◆ **What is expected**
Please tally the lines in the rows below that contain the string "dark", matching case exactly, and reply with only the number.

Raw records
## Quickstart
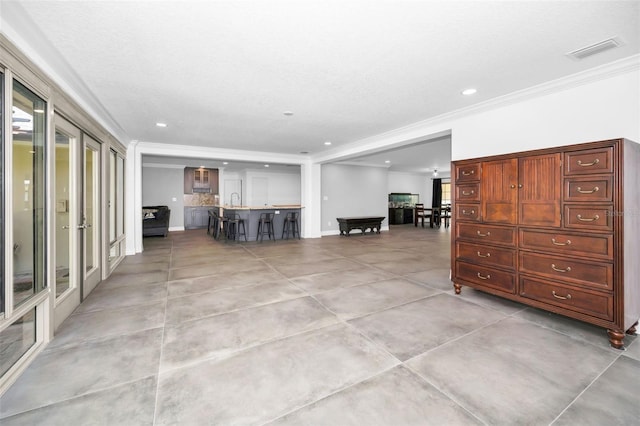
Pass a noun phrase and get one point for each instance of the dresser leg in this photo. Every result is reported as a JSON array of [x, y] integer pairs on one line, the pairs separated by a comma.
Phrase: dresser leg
[[616, 338]]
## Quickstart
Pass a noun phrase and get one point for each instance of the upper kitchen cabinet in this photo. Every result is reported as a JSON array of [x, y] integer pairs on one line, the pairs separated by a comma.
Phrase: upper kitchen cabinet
[[200, 180]]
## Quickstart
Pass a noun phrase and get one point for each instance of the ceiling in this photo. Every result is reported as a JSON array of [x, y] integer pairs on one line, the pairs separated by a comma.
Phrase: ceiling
[[223, 73]]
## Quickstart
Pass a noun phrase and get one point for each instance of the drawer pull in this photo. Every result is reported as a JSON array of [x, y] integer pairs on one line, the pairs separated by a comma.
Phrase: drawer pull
[[567, 269], [586, 191], [568, 296], [593, 163], [567, 243], [586, 219]]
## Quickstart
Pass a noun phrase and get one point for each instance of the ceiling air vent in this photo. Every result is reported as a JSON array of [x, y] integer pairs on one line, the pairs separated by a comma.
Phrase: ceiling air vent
[[610, 43]]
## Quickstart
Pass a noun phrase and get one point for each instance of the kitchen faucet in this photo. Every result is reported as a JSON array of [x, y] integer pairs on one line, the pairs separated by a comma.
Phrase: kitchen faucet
[[232, 194]]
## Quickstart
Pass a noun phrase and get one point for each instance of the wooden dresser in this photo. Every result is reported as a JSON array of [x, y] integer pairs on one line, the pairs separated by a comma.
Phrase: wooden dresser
[[557, 228]]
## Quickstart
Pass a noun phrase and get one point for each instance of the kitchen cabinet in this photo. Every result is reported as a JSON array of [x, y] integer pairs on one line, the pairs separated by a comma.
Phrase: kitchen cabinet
[[555, 228], [200, 180], [196, 217]]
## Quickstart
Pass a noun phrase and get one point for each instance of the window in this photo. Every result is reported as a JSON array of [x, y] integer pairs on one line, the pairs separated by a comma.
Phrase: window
[[28, 118], [446, 192]]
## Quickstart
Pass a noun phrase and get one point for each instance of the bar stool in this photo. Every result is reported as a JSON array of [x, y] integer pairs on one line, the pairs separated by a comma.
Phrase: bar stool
[[233, 227], [265, 226], [290, 226], [213, 226]]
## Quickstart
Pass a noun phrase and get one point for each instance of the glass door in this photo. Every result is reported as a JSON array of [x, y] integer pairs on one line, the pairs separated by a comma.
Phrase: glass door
[[77, 217], [67, 215], [91, 215]]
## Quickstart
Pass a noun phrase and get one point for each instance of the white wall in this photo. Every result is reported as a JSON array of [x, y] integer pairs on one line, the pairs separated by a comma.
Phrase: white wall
[[281, 188], [602, 109], [414, 183], [352, 191], [159, 186]]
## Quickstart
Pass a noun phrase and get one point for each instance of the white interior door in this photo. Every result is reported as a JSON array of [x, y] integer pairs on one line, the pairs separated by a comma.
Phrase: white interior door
[[68, 281], [77, 218], [91, 243]]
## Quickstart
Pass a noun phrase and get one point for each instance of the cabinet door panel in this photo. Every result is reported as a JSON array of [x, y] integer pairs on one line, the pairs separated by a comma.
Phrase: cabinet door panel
[[467, 173], [482, 276], [597, 304], [589, 189], [486, 255], [540, 190], [598, 246], [581, 216], [467, 212], [584, 273], [499, 194]]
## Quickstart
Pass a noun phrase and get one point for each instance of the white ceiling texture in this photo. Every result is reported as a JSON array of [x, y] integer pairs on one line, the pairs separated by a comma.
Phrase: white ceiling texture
[[223, 73]]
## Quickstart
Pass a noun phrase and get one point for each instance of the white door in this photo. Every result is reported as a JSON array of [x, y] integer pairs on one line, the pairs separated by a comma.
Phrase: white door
[[76, 197]]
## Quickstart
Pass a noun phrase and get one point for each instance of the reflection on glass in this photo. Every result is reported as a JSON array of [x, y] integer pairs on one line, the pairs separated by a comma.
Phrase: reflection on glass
[[112, 196], [120, 196], [2, 279], [28, 120], [62, 197], [16, 340], [90, 210]]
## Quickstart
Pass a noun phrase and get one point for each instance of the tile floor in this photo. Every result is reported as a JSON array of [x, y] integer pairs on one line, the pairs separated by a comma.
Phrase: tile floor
[[358, 330]]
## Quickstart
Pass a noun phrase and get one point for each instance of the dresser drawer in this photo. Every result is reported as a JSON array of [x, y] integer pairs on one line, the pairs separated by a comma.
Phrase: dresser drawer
[[589, 189], [468, 212], [486, 234], [486, 277], [580, 216], [467, 173], [486, 255], [598, 275], [589, 161], [595, 246], [468, 192], [594, 303]]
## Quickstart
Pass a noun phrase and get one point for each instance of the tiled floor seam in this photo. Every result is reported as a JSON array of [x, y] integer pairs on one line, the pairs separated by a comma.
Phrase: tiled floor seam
[[585, 389], [597, 344], [328, 395], [92, 392], [446, 394], [164, 326]]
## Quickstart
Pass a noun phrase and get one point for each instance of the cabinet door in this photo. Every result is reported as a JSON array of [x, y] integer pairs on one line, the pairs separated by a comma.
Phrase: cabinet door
[[213, 178], [188, 180], [540, 190], [499, 192]]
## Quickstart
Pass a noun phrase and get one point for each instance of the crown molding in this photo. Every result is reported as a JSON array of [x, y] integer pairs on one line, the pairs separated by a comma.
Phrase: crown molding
[[439, 126]]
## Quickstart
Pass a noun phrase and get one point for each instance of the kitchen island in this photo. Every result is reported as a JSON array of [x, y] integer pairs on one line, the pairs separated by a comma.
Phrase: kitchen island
[[251, 216]]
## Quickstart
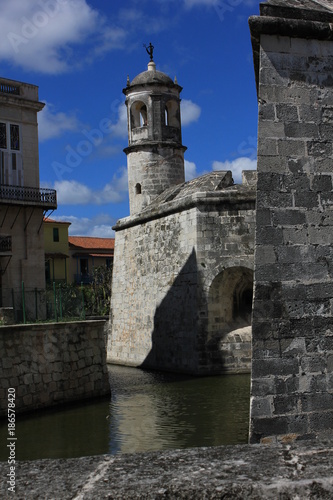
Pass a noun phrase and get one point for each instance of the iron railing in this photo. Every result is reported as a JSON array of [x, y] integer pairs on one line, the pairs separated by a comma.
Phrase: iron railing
[[7, 88], [29, 196]]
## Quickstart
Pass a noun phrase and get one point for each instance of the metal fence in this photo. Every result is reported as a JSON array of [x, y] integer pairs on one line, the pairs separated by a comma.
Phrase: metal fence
[[55, 303]]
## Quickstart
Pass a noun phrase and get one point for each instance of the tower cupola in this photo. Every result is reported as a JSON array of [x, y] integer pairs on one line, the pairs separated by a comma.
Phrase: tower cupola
[[155, 154]]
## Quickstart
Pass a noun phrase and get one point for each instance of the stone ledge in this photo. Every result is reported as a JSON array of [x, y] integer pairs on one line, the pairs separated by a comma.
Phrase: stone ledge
[[299, 470]]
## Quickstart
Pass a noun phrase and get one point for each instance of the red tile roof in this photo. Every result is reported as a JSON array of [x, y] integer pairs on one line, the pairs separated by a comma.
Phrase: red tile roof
[[52, 221], [90, 243]]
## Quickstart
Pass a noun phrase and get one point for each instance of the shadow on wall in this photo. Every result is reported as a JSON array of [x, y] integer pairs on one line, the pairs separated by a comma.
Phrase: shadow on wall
[[175, 324], [204, 336]]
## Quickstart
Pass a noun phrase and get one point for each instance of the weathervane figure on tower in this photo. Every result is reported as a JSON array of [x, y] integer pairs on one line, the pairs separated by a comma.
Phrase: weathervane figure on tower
[[150, 50]]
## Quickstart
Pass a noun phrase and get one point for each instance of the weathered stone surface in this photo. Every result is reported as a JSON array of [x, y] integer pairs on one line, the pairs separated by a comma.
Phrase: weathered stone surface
[[292, 315], [173, 262], [301, 470]]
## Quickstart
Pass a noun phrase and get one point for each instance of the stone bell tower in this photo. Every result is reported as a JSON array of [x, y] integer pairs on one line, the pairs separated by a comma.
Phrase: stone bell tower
[[155, 154]]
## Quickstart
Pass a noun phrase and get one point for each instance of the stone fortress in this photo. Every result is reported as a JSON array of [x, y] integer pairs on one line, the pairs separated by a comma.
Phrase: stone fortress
[[184, 258], [184, 247]]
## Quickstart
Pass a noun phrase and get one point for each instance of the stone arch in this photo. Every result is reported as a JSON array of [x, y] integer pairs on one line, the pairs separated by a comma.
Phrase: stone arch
[[139, 116], [230, 301], [172, 113]]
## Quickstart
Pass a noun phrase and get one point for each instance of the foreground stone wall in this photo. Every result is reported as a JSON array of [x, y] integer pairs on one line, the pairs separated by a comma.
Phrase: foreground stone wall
[[292, 371], [50, 364], [240, 472]]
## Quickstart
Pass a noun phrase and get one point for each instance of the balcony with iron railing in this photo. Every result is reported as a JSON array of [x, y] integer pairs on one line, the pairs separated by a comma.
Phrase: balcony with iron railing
[[29, 196]]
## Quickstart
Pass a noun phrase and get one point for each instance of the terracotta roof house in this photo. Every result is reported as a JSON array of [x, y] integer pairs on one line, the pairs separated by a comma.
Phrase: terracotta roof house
[[23, 203], [88, 253], [56, 251]]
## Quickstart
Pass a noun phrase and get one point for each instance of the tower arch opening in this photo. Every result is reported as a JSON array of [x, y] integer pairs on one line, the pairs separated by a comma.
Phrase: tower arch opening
[[230, 301]]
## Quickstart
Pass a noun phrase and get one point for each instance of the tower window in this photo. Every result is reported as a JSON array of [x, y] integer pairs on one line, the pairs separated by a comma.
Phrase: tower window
[[139, 117], [3, 136], [172, 115], [143, 116], [14, 137], [55, 234]]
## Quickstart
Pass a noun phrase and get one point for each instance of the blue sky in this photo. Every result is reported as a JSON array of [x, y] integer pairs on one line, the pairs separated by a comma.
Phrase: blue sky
[[79, 53]]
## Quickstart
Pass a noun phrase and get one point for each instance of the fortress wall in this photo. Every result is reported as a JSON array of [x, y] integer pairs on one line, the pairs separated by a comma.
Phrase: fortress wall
[[51, 364], [225, 251], [292, 370]]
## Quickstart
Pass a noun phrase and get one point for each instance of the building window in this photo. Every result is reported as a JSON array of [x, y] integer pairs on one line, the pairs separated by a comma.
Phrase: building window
[[55, 234], [13, 132], [139, 116]]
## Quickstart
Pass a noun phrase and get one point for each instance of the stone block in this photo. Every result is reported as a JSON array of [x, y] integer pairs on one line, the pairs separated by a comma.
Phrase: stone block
[[275, 44]]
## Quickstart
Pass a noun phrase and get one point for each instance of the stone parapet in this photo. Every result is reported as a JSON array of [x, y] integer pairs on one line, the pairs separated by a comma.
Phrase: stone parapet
[[301, 470], [292, 368]]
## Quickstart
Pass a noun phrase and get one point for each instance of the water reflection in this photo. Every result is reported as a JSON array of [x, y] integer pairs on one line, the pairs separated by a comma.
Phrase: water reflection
[[160, 411], [148, 411]]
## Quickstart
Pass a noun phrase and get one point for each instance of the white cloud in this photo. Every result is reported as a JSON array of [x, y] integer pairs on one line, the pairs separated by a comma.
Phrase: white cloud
[[119, 129], [228, 5], [99, 226], [190, 112], [190, 170], [75, 193], [52, 124], [40, 35], [236, 166]]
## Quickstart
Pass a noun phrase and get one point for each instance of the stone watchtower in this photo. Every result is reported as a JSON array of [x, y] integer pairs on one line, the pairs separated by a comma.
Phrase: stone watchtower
[[155, 154]]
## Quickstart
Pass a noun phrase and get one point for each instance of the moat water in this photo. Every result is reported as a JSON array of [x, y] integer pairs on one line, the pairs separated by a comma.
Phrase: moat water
[[147, 411]]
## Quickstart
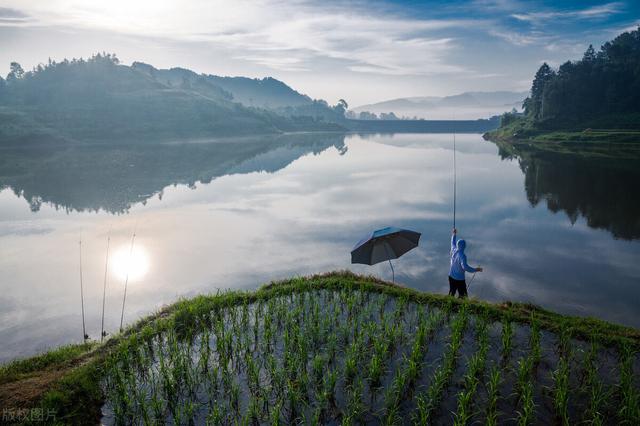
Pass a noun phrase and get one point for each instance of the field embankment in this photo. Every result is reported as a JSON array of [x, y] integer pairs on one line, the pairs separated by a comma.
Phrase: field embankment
[[338, 348]]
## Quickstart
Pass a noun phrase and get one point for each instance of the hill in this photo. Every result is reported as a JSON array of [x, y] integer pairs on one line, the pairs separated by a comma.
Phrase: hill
[[100, 99], [596, 98], [468, 105]]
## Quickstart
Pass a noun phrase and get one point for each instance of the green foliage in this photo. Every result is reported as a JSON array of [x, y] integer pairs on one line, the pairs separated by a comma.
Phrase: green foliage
[[279, 355], [99, 99], [603, 82], [49, 360]]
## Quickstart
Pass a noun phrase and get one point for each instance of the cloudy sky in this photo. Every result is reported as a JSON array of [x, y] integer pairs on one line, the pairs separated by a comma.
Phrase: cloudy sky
[[361, 51]]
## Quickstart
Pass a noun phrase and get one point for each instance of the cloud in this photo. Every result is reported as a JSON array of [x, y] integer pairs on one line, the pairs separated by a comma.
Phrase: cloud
[[595, 12], [519, 39], [283, 35], [12, 17]]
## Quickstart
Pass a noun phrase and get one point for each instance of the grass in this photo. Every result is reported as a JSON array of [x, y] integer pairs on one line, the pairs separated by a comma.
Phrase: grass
[[329, 348], [524, 130]]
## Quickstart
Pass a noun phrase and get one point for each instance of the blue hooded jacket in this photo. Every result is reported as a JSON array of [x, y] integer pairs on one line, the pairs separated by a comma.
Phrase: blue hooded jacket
[[458, 260]]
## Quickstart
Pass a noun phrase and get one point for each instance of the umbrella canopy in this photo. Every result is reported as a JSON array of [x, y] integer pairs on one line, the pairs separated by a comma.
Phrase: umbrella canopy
[[384, 244]]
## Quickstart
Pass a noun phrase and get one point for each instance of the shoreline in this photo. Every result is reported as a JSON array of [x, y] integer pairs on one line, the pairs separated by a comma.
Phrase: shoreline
[[70, 377]]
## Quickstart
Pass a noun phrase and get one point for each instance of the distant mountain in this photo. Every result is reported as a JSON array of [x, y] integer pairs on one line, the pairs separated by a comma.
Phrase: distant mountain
[[267, 93], [468, 105], [100, 99]]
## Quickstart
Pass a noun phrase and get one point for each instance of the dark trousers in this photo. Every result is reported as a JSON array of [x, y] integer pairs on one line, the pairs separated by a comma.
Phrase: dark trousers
[[457, 285]]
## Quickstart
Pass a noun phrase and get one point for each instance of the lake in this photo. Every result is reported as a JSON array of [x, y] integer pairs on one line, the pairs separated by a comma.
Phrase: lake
[[556, 229]]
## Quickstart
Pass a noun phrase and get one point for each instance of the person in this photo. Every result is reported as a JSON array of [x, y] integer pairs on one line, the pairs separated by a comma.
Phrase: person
[[458, 267]]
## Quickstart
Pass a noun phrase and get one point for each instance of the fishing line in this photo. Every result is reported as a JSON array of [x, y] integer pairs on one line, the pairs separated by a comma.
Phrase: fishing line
[[104, 288], [454, 175], [126, 281], [84, 331]]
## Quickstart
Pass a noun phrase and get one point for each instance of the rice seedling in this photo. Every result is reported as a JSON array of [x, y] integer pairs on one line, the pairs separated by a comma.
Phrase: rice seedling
[[343, 354], [493, 394], [561, 391], [427, 403], [526, 414], [507, 339], [594, 388], [629, 410], [475, 367]]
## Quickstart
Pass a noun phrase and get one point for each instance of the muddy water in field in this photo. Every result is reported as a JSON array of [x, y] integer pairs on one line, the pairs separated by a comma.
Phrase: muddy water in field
[[269, 370], [556, 229]]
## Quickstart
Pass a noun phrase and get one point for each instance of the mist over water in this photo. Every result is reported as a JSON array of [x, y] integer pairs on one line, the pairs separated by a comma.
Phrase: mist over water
[[234, 214]]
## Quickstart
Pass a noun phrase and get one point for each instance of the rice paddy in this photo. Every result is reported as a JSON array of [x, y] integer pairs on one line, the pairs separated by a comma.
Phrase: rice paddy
[[342, 349]]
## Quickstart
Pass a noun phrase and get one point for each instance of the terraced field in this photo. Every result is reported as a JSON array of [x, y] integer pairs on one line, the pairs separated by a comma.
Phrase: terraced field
[[343, 349]]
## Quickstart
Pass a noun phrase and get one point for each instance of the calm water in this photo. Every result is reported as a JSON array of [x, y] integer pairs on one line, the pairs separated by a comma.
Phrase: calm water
[[557, 230]]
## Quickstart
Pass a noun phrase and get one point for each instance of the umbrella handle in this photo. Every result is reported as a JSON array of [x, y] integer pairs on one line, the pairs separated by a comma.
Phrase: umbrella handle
[[393, 273]]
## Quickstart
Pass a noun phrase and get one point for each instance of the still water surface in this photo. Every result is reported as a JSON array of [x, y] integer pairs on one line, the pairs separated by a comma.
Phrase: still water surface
[[557, 230]]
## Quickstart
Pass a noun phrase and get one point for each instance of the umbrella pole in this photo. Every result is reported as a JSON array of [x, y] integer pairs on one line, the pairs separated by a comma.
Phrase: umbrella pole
[[393, 273]]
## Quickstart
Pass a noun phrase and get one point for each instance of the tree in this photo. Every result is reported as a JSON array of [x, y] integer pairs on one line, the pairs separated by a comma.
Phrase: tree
[[589, 55], [15, 72], [536, 106]]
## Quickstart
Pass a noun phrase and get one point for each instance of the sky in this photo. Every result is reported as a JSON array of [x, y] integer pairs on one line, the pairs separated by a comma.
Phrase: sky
[[362, 51]]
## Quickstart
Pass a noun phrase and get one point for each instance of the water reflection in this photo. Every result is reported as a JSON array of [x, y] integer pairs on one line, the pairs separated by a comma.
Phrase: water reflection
[[220, 215], [597, 183], [115, 177], [130, 263]]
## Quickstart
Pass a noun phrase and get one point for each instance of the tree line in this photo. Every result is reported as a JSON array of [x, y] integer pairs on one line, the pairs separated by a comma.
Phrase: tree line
[[603, 86]]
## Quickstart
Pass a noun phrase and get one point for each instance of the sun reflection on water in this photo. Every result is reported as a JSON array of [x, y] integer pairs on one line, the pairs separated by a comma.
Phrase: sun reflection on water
[[134, 262]]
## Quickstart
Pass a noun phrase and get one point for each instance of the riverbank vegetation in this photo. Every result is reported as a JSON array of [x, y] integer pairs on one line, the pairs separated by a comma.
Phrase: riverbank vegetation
[[345, 348], [594, 99]]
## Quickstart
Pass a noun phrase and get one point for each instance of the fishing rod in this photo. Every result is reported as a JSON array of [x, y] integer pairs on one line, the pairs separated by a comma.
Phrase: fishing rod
[[454, 175], [126, 281], [84, 331], [104, 288]]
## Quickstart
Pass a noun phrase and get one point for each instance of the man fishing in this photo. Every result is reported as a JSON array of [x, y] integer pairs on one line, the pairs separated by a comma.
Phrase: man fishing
[[458, 267]]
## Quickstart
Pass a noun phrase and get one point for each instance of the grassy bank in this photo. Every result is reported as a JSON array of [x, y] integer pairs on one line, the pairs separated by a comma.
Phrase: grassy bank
[[523, 130], [337, 347]]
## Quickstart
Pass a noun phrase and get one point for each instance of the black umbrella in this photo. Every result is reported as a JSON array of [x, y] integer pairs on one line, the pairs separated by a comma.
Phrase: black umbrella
[[384, 244]]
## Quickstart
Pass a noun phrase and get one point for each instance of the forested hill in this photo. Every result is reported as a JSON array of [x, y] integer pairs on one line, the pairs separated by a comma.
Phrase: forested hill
[[600, 91], [100, 99]]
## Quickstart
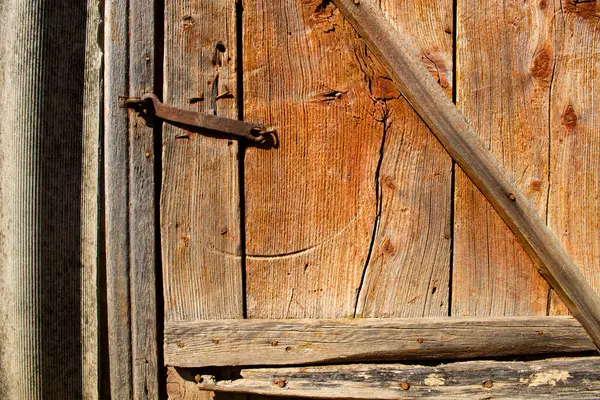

◆ **Task solution**
2